» Excerpted passage
Fluorescence response of pyridinyl- and/or dibutylaniline-capped 2,6,9,10-tetravinylanthracenes to metal ions

•A series of cruciforms 1–6 have been synthesized.•Cruciforms 1–6 exhibit spatially separated frontier molecular orbital features.•Cruciforms 1–6 exhibit strong intermolecular charge transfer effect.•The Cu2+ and Zn2+ can red-shift, blue-shift or quench the fluorescence emissions.

The solution photophysical properties of a series of dibutylaniline- and/or pyridine-containing 2,6,9,10-tetrarylvinylanthracene cruciforms with and without metal ions have been determined. The results show that the dibutylaniline-containing cruciforms show stronger intermolecular charge transfer and obviously red-shifted emission spectra than the only pyridine-containing ones, and fluorescence responses of these cruciforms to select several metal ions are also different. The alkali K+, alkaline-earth Mg2+ and Ca2+ hardly affect the emission behavior, but the transition Cu2+ and Zn2+ could red-shift, blue-shift or quench the fluorescence emissions, depending on the nature of end groups. The fluorescence responsive behaviors of the different cruciforms to metal ions are explained qualitatively through their spatially separated frontier molecular orbital (FMO) features and coordination-induced FMO changes. These findings suggest that these anthracene-centered cruciforms could be promising functional scaffolds selectively for differential transition metal sensor arrays.

» Directive 1
Reproduce the cruciform fluorescence abstract, beginning at the words "Fluorescence response of" and stopping after "the fluorescence emissions.", and switch "metal ions" to "metal cations" wherever it occurs.
» Directive 2
For each statement below, state whether it agrees with the cruciform fluorescence abstract, and support each yes or no with the deciding words of the text, quoted exactly.
(a) K+ strongly quenches the fluorescence emission of the cruciforms.
(b) The dibutylaniline-containing cruciforms have emission spectra that are red-shifted relative to the pyridine-only ones.
(c) The fluorescence responses to metal ions are explained in terms of frontier molecular orbital features.

» Dataset extract
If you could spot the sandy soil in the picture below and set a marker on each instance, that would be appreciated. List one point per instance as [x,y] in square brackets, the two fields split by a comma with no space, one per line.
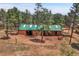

» Response 1
Fluorescence response of pyridinyl- and/or dibutylaniline-capped 2,6,9,10-tetravinylanthracenes to metal cations

•A series of cruciforms 1–6 have been synthesized.•Cruciforms 1–6 exhibit spatially separated frontier molecular orbital features.•Cruciforms 1–6 exhibit strong intermolecular charge transfer effect.•The Cu2+ and Zn2+ can red-shift, blue-shift or quench the fluorescence emissions.

» Response 2
(a) No: "The alkali K+, alkaline-earth Mg2+ and Ca2+ hardly affect the emission behavior"
(b) Yes: "the dibutylaniline-containing cruciforms show stronger intermolecular charge transfer and obviously red-shifted emission spectra than the only pyridine-containing ones"
(c) Yes: "explained qualitatively through their spatially separated frontier molecular orbital (FMO) features and coordination-induced FMO changes"